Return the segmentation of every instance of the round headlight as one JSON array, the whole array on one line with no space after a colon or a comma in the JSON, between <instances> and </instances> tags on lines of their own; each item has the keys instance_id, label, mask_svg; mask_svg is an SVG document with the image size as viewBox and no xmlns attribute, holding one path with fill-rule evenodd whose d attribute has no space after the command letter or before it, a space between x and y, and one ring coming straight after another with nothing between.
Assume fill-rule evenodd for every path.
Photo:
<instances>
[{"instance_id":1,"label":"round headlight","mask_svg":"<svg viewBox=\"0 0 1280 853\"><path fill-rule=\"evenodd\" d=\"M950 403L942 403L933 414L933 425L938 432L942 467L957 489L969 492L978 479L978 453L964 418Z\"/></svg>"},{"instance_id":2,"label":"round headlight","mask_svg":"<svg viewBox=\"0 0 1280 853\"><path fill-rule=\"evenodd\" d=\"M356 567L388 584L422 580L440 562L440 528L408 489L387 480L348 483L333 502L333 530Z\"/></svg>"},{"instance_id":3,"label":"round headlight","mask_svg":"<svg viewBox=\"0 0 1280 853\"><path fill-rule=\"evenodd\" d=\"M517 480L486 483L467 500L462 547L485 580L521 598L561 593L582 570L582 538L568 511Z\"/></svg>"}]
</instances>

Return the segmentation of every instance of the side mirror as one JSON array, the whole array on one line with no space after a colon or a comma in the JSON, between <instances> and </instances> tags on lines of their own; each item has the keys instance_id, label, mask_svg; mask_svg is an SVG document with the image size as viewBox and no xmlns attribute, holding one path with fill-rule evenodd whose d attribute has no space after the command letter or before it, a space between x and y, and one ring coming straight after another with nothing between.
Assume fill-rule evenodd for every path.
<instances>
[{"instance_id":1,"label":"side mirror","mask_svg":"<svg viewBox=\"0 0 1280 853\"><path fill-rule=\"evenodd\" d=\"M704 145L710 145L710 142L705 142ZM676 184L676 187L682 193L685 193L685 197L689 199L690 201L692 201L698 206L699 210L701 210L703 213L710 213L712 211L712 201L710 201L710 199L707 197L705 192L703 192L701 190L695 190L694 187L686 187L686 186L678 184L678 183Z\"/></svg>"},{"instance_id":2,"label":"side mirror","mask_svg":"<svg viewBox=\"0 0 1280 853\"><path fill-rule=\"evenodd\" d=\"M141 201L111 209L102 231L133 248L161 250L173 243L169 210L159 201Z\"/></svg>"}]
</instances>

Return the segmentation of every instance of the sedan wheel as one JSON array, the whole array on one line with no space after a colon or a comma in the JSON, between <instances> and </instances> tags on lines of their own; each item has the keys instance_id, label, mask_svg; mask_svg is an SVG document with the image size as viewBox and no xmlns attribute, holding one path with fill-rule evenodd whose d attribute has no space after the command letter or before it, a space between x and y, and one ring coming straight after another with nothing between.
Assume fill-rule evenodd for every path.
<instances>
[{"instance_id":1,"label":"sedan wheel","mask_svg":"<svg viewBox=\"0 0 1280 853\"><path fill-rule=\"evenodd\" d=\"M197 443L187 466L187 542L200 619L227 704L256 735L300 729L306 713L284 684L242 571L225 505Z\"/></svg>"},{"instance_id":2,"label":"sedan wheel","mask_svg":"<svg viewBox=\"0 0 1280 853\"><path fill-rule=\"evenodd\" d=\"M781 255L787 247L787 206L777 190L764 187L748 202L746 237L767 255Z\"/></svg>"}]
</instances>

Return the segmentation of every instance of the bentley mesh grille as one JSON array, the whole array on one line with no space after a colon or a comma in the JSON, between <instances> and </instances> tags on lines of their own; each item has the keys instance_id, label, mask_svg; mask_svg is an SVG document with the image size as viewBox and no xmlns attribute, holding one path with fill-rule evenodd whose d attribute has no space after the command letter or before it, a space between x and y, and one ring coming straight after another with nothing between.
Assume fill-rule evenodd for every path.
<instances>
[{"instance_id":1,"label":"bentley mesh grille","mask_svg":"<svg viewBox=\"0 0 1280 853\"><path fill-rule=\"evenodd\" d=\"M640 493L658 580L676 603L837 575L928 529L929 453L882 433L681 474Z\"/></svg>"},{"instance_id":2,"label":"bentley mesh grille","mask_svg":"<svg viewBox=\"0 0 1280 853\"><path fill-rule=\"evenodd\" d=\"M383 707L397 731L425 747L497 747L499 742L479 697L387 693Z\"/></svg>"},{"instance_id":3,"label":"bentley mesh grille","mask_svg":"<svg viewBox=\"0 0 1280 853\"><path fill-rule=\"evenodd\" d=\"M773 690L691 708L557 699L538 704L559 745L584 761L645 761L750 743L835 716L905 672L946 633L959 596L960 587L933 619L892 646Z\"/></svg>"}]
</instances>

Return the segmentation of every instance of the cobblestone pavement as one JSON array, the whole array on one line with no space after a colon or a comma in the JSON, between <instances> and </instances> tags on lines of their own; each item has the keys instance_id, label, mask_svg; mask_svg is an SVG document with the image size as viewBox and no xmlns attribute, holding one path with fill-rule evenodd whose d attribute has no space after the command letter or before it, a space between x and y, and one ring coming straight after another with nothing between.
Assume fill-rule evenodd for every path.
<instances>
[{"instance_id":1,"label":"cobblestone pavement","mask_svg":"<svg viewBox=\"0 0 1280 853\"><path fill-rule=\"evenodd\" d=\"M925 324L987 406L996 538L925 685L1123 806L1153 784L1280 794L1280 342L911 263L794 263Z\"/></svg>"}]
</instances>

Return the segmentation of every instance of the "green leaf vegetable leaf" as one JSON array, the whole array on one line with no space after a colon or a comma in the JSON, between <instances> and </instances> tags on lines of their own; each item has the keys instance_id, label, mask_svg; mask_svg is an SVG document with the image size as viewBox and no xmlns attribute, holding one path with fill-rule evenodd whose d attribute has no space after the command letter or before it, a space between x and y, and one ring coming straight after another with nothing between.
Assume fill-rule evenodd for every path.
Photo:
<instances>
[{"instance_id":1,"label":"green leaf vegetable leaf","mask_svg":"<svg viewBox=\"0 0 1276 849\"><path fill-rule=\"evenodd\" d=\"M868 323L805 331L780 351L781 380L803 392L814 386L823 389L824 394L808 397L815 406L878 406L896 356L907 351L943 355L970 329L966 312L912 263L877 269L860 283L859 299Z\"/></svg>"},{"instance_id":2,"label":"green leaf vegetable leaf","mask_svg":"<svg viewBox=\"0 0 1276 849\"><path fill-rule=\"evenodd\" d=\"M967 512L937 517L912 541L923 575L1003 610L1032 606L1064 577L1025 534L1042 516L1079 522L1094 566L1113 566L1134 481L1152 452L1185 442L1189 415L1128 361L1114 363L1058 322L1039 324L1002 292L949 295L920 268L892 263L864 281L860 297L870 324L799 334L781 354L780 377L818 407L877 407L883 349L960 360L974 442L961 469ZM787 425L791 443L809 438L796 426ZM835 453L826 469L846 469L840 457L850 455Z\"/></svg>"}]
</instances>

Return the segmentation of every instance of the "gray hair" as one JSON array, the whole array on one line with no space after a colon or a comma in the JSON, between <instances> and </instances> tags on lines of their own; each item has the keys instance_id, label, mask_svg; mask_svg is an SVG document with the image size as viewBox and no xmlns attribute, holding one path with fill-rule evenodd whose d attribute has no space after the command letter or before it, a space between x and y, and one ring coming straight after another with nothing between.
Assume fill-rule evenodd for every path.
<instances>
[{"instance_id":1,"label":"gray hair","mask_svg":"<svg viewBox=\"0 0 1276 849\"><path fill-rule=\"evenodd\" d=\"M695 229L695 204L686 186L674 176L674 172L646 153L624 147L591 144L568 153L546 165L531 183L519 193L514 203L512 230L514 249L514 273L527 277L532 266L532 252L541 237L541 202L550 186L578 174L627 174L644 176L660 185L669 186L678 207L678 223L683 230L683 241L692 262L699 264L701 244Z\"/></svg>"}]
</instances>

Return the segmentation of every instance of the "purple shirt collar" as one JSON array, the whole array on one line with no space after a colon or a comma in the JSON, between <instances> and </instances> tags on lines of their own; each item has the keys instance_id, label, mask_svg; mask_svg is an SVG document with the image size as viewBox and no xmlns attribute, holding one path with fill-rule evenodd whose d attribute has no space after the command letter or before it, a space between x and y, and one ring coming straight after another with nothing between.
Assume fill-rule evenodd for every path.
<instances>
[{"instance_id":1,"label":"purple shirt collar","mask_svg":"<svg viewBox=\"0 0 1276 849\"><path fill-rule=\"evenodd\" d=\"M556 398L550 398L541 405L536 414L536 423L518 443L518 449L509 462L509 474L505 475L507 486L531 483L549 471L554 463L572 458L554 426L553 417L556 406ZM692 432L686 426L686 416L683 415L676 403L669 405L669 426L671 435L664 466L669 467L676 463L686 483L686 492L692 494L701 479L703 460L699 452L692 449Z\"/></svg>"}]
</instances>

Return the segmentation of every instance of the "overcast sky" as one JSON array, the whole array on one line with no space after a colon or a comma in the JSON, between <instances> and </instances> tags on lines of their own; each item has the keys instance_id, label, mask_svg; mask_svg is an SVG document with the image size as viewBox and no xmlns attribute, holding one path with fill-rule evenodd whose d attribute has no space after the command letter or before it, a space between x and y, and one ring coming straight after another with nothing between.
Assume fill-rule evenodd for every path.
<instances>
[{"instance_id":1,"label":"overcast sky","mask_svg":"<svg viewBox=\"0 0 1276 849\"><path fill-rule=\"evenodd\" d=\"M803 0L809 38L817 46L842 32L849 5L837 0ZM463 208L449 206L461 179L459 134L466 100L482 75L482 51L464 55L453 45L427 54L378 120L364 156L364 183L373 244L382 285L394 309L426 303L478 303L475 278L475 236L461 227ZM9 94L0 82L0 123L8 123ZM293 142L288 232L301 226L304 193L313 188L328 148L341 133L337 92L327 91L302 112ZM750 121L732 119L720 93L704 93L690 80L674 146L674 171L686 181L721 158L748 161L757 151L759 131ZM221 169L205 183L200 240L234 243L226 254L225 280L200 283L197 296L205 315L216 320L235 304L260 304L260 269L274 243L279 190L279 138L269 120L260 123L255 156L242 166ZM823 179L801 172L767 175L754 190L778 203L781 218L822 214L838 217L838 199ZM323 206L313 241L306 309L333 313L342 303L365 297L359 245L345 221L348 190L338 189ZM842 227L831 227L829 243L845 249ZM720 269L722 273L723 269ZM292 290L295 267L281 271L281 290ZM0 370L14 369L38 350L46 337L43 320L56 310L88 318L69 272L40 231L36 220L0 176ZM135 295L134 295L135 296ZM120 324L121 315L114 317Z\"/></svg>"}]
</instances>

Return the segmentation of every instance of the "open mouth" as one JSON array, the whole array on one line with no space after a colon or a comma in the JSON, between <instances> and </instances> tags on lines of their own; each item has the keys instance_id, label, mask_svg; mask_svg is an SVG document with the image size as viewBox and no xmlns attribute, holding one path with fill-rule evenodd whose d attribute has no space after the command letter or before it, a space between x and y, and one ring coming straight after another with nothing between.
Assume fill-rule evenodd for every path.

━━━━

§ Instructions to follow: How many lines of the material above contain the string "collar"? Matching is case-sensitive. Give only the number.

§ Written reply: 2